Still, the mobile news will be pouring out of Barcelona like un-released Nokia product specs from a German website so here’s a quick round up of a few of the major themes and products that we’re likely to see this year.

The handset manufacturers:

Nokia will probably only announce a couple of handsets as they have other S60-fish to fry this year, so we may see an N96 (the next increment of the N95 line) and possibly the E71 (an E61i successor). An N78 (replacing the N73) and an E66 (an E65 replacement) have also been rumoured.

SonyEricsson have hit the ground running and already announced a pile of handsets that develop ther range with G-series ‘touch-screen organisers’, splash resistant and GPS-enabled C-series camera-phones, W-series high-capacity Walkman-phones, Z-series web and e-mail phones. Much of the coverage, though, will go on the attention-grabbing X1 - a new Windows Mobile-based touch screen and QWERTY keyboard web / multimedia device that is going to make you very happy if you got the phrase ‘QWERTY iPhone’ in the MWC buzzword-bingo draw. For the first live pictures see here.

Motorola have hinted at mobile TV-related launches, but little else.

LG has already launched a high-spec Symbian QWERTY device, possibly a Nokia E90 competitor, but so far have forgotten to release any pictures of it.

STATED EXERCISE » List every handset manufacturer that has its own paragraph in the mobile news roundup. None of the lines that follow are needed.

Records from a collection:
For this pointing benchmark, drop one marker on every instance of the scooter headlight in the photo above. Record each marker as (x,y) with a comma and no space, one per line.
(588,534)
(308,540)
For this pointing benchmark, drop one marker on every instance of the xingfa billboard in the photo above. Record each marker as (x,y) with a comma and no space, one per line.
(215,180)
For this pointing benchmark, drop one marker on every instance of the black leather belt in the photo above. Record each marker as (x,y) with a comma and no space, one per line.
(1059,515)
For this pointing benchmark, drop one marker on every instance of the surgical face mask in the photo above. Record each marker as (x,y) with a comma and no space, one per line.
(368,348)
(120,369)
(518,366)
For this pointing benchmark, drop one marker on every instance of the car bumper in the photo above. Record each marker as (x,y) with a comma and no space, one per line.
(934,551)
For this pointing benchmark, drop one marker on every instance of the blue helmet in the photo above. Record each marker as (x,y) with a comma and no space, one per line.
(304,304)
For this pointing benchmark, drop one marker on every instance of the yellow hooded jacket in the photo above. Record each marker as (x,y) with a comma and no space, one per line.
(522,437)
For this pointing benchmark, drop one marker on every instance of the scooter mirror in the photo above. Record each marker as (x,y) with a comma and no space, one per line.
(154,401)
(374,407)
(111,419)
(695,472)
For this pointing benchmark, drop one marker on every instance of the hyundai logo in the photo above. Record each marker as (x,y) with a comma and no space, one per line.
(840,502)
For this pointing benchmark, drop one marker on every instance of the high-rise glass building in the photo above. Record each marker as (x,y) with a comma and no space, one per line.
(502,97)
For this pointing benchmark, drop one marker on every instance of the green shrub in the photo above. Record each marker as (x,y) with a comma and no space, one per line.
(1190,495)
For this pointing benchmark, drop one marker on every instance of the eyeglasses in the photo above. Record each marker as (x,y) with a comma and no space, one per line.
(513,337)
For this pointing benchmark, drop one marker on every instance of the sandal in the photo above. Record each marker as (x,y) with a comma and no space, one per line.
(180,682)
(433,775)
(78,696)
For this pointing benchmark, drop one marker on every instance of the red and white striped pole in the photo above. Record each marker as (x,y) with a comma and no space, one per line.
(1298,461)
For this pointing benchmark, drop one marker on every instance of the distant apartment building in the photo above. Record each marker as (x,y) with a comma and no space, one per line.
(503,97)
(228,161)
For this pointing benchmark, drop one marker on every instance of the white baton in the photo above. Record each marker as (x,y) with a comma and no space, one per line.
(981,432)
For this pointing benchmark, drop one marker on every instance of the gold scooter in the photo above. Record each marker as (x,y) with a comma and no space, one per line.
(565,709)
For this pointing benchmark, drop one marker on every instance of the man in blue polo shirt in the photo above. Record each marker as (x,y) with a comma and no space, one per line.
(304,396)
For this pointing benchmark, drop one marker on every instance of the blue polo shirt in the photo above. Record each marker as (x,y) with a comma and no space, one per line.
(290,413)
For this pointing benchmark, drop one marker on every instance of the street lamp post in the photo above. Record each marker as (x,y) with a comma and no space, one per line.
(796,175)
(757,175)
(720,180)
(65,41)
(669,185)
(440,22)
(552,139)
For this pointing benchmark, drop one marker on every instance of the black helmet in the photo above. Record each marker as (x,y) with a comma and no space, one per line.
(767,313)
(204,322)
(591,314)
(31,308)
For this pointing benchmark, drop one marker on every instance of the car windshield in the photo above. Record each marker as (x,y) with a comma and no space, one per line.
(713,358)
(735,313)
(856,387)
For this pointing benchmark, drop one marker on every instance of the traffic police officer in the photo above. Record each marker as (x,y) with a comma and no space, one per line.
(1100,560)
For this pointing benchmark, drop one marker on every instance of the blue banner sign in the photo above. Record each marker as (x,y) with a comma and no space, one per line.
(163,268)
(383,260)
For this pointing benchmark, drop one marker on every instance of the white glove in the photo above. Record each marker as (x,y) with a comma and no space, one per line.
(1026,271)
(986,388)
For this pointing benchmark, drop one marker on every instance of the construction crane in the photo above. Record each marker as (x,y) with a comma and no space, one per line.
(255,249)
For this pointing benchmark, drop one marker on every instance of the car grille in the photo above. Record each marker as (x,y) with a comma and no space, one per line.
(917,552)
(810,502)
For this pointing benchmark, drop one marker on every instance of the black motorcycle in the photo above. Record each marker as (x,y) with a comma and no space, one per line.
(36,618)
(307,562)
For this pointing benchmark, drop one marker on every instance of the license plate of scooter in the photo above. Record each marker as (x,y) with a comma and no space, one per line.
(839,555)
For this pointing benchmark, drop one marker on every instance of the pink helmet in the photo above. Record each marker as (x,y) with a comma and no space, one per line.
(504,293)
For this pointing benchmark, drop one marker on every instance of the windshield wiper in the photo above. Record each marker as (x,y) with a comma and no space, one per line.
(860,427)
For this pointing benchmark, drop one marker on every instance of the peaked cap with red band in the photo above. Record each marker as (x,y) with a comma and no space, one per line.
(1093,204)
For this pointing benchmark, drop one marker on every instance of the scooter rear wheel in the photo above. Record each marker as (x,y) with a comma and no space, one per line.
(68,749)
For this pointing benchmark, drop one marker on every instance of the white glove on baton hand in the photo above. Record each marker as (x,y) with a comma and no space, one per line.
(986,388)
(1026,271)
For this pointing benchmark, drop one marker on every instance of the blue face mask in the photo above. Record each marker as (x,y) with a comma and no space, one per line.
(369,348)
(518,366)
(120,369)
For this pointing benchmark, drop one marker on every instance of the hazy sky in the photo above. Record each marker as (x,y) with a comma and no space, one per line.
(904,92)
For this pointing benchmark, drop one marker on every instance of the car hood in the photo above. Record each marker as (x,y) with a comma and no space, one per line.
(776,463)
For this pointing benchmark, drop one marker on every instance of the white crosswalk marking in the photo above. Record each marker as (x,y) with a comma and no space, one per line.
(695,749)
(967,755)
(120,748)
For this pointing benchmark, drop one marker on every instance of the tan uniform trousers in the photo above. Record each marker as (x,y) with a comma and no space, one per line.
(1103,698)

--

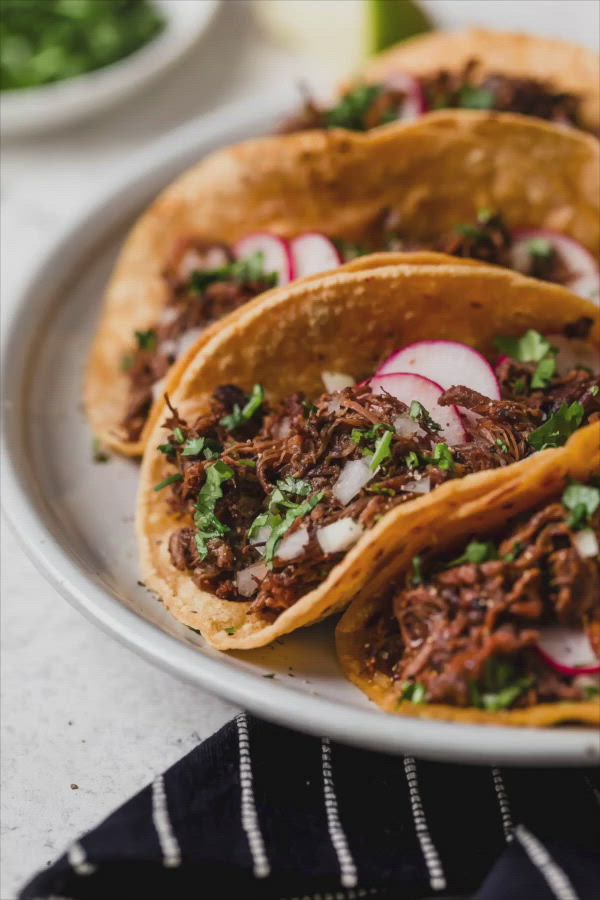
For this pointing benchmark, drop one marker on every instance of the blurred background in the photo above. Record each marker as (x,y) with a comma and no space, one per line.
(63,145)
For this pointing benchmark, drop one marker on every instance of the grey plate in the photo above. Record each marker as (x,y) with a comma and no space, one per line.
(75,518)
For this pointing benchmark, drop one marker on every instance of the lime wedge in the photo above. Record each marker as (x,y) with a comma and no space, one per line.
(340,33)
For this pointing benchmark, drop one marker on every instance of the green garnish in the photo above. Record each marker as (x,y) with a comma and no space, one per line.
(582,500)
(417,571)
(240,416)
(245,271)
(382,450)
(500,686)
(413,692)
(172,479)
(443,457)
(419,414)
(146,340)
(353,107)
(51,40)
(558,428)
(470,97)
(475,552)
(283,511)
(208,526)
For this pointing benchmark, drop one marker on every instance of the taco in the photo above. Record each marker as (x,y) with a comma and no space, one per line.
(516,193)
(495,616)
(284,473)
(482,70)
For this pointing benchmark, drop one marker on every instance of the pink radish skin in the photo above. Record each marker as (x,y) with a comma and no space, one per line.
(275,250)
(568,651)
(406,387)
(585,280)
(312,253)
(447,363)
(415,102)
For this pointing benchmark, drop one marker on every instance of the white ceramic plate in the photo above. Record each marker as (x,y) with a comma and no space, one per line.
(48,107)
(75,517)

OUTPUT » Nokia, SonyEricsson, Motorola, LG